== Segment start ==
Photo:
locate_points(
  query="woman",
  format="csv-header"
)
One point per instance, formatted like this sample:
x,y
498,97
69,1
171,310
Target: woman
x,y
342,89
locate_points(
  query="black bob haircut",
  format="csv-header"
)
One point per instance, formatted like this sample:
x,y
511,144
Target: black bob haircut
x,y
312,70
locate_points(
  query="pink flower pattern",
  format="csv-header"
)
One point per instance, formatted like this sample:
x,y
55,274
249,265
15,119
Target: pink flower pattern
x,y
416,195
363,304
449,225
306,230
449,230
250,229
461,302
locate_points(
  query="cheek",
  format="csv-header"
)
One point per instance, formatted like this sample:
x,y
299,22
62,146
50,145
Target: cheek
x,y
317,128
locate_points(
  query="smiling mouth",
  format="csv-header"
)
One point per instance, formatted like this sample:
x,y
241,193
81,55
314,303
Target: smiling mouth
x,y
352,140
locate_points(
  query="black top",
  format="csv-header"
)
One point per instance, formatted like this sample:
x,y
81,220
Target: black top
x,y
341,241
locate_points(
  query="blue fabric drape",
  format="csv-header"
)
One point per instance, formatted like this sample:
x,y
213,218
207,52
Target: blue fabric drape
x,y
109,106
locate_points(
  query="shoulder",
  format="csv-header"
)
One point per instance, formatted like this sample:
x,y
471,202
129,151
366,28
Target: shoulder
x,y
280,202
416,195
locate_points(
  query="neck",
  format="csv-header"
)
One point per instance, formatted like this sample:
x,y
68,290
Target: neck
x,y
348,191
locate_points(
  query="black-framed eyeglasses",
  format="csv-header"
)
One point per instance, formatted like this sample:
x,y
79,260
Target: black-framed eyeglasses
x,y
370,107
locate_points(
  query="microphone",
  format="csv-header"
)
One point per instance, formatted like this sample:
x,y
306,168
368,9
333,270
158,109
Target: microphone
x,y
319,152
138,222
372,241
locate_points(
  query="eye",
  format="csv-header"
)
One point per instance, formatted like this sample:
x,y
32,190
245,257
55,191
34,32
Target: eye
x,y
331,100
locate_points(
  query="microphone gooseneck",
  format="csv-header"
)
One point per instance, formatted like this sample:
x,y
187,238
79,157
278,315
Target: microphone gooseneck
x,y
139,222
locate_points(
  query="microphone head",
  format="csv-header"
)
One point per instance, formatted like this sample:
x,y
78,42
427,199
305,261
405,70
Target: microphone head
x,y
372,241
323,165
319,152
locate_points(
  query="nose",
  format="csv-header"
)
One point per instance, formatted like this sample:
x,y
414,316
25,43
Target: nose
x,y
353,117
== Segment end ==
▶ [Problem to solve] All entries must come back exactly as they were written.

▶ [Finished task]
Photo:
locate_points(
  query="woman",
  format="csv-header"
)
One point per instance, formatted like this sample:
x,y
498,97
69,1
171,310
Target: woman
x,y
342,89
locate_points(
  query="black bob haircut",
  format="csv-header"
)
One point per instance, formatted like this sample:
x,y
511,144
Target: black bob haircut
x,y
312,70
locate_points(
  query="pink flower pattern",
  format="csv-header"
)
One point per instance, formatted like this sample:
x,y
55,274
249,265
15,119
Target: pink flower pattern
x,y
416,195
363,304
449,225
306,230
449,230
250,229
461,302
locate_points(
  query="cheek",
  format="csv-header"
)
One point per instance, formatted like this sample:
x,y
299,22
62,146
50,145
Target: cheek
x,y
317,128
locate_points(
  query="smiling mouth",
  format="csv-header"
)
One point per instance, formatted like this sample:
x,y
241,193
81,55
314,303
Target: smiling mouth
x,y
352,140
locate_points(
  query="black top",
  format="csv-header"
)
One point per instance, formatted like this sample:
x,y
81,220
Target: black top
x,y
341,241
locate_points(
  query="blue fabric drape",
  format="csv-header"
)
One point per instance, formatted like this sample:
x,y
213,218
207,52
Target: blue fabric drape
x,y
109,106
locate_points(
  query="shoulder",
  format="csv-header"
)
One point per instance, formatted like this sample:
x,y
471,202
129,151
366,28
Target: shoulder
x,y
280,202
416,195
locate_points(
  query="neck",
  format="csv-header"
)
One point per instance, formatted like this sample:
x,y
68,290
Target: neck
x,y
348,191
locate_points(
  query="black-framed eyeglasses",
  format="csv-header"
)
One point per instance, formatted like this sample:
x,y
79,260
Target: black-framed eyeglasses
x,y
370,107
locate_points(
  query="microphone",
  format="csv-header"
)
One point per instance, formatted like this sample:
x,y
306,168
368,9
333,270
158,109
Target: microphone
x,y
319,152
138,222
372,241
locate_points(
  query="eye",
  format="csv-header"
)
One point per instance, formatted like this sample:
x,y
32,190
245,257
55,191
34,32
Target: eye
x,y
331,100
locate_points(
  query="microphone gooseneck",
  format="csv-header"
)
One point per instance, formatted like this sample:
x,y
187,238
79,157
278,315
Target: microphone gooseneck
x,y
139,222
locate_points(
  query="microphone head",
  format="csv-header"
)
One point per instance, formatted like this sample:
x,y
78,42
427,199
305,261
405,70
Target: microphone head
x,y
372,241
323,165
319,152
locate_points(
  query="nose",
  format="csv-header"
)
One point per instance, formatted like this sample:
x,y
414,316
25,43
Target: nose
x,y
353,117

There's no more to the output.